Rewrite the material below, replacing each occurrence of "Put a point there" with "Place a marker there" and leaving everything else untouched.
___ Data supplied ___
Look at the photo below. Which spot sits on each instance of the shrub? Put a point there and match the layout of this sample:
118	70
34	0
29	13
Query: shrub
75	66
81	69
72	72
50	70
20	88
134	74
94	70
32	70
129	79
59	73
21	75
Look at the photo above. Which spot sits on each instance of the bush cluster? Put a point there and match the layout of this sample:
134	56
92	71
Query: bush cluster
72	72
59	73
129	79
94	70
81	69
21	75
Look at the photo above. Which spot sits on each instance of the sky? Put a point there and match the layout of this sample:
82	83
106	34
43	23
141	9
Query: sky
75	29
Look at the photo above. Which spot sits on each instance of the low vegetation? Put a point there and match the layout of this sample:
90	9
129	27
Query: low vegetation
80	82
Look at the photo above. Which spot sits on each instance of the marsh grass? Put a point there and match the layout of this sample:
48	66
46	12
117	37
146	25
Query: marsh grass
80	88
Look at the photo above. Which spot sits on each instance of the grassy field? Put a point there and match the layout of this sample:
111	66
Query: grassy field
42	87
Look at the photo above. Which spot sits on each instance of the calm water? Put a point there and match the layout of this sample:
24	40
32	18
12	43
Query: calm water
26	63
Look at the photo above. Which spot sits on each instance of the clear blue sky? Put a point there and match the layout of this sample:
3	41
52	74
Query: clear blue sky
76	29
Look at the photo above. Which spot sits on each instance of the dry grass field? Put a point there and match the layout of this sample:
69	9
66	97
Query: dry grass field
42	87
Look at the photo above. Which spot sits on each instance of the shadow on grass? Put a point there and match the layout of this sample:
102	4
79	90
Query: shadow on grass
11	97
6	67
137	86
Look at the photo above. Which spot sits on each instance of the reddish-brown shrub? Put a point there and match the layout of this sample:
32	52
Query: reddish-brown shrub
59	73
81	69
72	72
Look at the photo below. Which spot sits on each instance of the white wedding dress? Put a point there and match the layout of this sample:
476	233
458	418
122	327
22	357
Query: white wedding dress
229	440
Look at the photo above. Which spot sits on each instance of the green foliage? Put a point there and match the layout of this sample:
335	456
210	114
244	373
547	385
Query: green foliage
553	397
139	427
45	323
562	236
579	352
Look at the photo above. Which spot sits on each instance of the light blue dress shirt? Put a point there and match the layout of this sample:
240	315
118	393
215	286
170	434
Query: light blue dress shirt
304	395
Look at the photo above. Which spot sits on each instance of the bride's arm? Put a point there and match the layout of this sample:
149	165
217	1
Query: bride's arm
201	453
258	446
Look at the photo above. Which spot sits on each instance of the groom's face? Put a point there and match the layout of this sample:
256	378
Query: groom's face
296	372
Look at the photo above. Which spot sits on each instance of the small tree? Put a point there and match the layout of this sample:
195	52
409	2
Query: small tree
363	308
___
* [Solution]
Look at the photo below. Which spot sits on each instance of the shrub? Place a marker there and match the layout of this sample:
118	70
34	0
29	13
Query: shrub
75	66
81	69
72	72
50	70
20	88
134	74
94	70
32	70
129	79
59	73
21	75
Look at the photo above. Which spot sits on each instance of the bush cluster? Place a marker there and match the layout of this sample:
134	56
92	71
Query: bush cluster
72	72
59	73
129	79
94	70
81	69
21	75
Look at the photo above. Which spot sits on each instance of the sky? Place a marker there and match the layout of this sample:
82	83
106	34
43	23
141	9
Query: sky
75	29
Look at the photo above. Which spot sits on each instance of the low vegetation? Place a marker there and match the layout of this sample:
90	9
129	27
Query: low vegetation
80	82
Look at the photo above. Which spot sits on each instance of the marsh grass? Place a marker there and match the layout of this sample:
48	66
46	12
117	37
146	25
Query: marsh grass
80	88
Look at the photo above. Which spot sits on each instance of the grassy field? Place a marker there and match the layout of this sample:
111	66
Query: grassy field
42	87
Look at the photo above. Which spot sits on each instance of the calm water? Place a marker there and match the layout of this sample:
24	40
32	18
12	43
Query: calm water
26	63
Look at the photo above. Which spot sits on each instance of the clear blue sky? Place a marker there and match the layout of this sample:
3	41
52	74
Query: clear blue sky
76	29
Look at the photo above. Which spot sits on each instance of the dry grass field? Place a marker there and match the layout of this sample:
69	9
66	97
Query: dry grass field
42	87
Look at the photo above. Which spot sits on each instance of the shadow on grass? Place a marker there and match the layout of this sample:
102	4
79	90
Query: shadow on grass
11	97
6	67
137	86
Look at the photo above. Which spot sits on each instance of the reddish-brown shrub? Place a marker there and match the layout of this sample:
32	52
Query: reddish-brown shrub
59	73
81	69
72	72
Look at the photo below. Which spot sits on each instance of the white wedding dress? Place a marker there and match the layout of this sample:
476	233
458	418
122	327
22	357
Query: white wedding dress
229	440
Look at the photo above. Which spot sits on each instance of the green foliage? Place a marker there and match the layout of this sample:
335	456
210	114
244	373
547	385
Query: green foliage
553	397
139	427
45	323
562	236
579	352
Look at the photo above. Which spot sits on each instance of the light blue dress shirt? Place a marker there and match the layout of this sample:
240	315
118	393
215	286
170	434
Query: light blue dress shirt
304	395
Look at the photo above. Which spot sits on each instance of the bride's arm? Place a marker there and match the layout of this sample:
149	165
217	1
Query: bride's arm
201	453
258	446
Look at the photo above. Which spot sits on each instance of the groom's face? Place a marker there and match the layout of this sample:
256	378
Query: groom's face
296	372
Look at the photo above. Which spot sits on each instance of the small tree? Place a marker there and match the layout of this sample:
195	52
409	2
Query: small tree
363	308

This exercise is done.